**TEXTAUSZUG**

* * * *

Editorial von Dominic Johnson
: Wasser für alle!

Es ist das älteste Klischee der Entwicklungshilfe: Weiße Helfer kommen in ein armes Land, bohren einen Brunnen und machen die armen Schwarzen glücklich. Oder auch: Weiße Helfer bohren einen Brunnen, installieren eine Wasserpumpe, gehen wieder, die Pumpe geht kaputt und die ratlosen Schwarzen haben wieder kein Wasser. Koloniale Denkmuster von weißen Rettern, die hilflose Nichtweiße vor ihren eigenen Lebensumständen bewahren, prägen noch heute das Bild, das viele Menschen sich von Entwicklungshilfe machen. Es geht oft um Wasser und um die Macht, die aus der Verfügungsgewalt über Wasser entspringt.

Denn wer über Wasser herrscht, herrscht über Leben und Tod. Kein Mensch kann länger als ein paar Tage ohne Wasser überleben. Verschmutztes Wasser ist die Hauptursache vermeidbarer Krankheiten auf der Welt. Die Lebensmittelproduktion auf der Erde hängt vom vernünftigen Wassereinsatz ab, die Zerstörung von Wasserressourcen vernichtet auch alle anderen Lebensgrundlagen. Manche glauben, der Ursprung von Staatlichkeit schlechthin liege im Bewässerungsmanagement. Bis heute prägt Wasser die Politik – von den drohenden Nilkriegen zwischen Ägypten und Äthiopien bis zu Armin Laschets TV-Einlage im Ahrtal, ohne die er vielleicht doch der nächste Bundeskanzler geworden wäre.

Die Nutzung von Wasserressourcen geht alle Menschen an und müsste alle einbeziehen. Aber in der Praxis wird sie meist rein technokratisch geregelt, während viele Betroffene auf der Strecke bleiben. Bis zu zwei Milliarden Menschen auf der Welt haben laut UNO immer noch keinen verlässlichen Zugang zu sauberem Wasser, obwohl es eigentlich genug Wasser auf der Welt gibt für alle.

* * * *

**AUFGABE**
Setze den Leitartikel über Wasser nach seinem letzten Satz fort. Die Einträge stammen aus einer anderen Quelle als der Leitartikel über Wasser.

* * * *

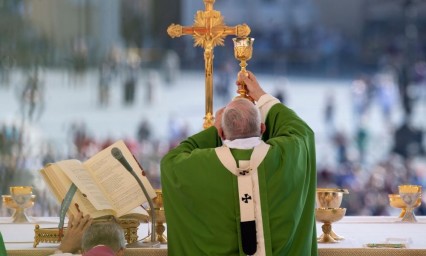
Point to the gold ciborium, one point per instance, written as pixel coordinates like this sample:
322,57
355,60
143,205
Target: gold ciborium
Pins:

* * * *

**LÖSUNG**
Das zu ändern wäre eine zentrale Aufgabe der globalen Entwicklungszusammenarbeit, aber allzu oft steht dabei die Technik und nicht der Mensch im Mittelpunkt. Das hat auch etwas mit der ältesten Ungleichheit der Menschheit zu tun: Wasserholen, Putzen, Kochen und Hygiene ist in den allermeisten Gesellschaften Frauensache. Aber über den Zugang zu Wasser und seine Verteilung entscheiden vor allem Männer. Auf lokaler Ebene weiß die Bevölkerung meist ganz genau, wie die Wasserversorgung verbessert werden könnte. Aber sie findet oft kein Gehör und wenig Unterstützung gegen jene, die von Missständen profitieren.

All diese Erkenntnisse und Zusammenhänge hat das taz-Rechercheprojekt „taz folgt dem Wasser“ im vergangenen Jahr recherchiert und aufgearbeitet. Grund genug, zum Abschluss des Projekts die Entwicklungshilfe unter die Lupe zu nehmen – pünktlich zu dem Zeitpunkt, an dem in Deutschland ein Regierungswechsel ansteht. Führt dieser vielleicht zu einer Aufwertung der Entwicklungspolitik, ja sogar einem Paradigmenwechsel hin zu einer menschenorientierten Politik? In den gesammelten Wasserrecherchen der taz fänden sich dafür so manche Ansätze.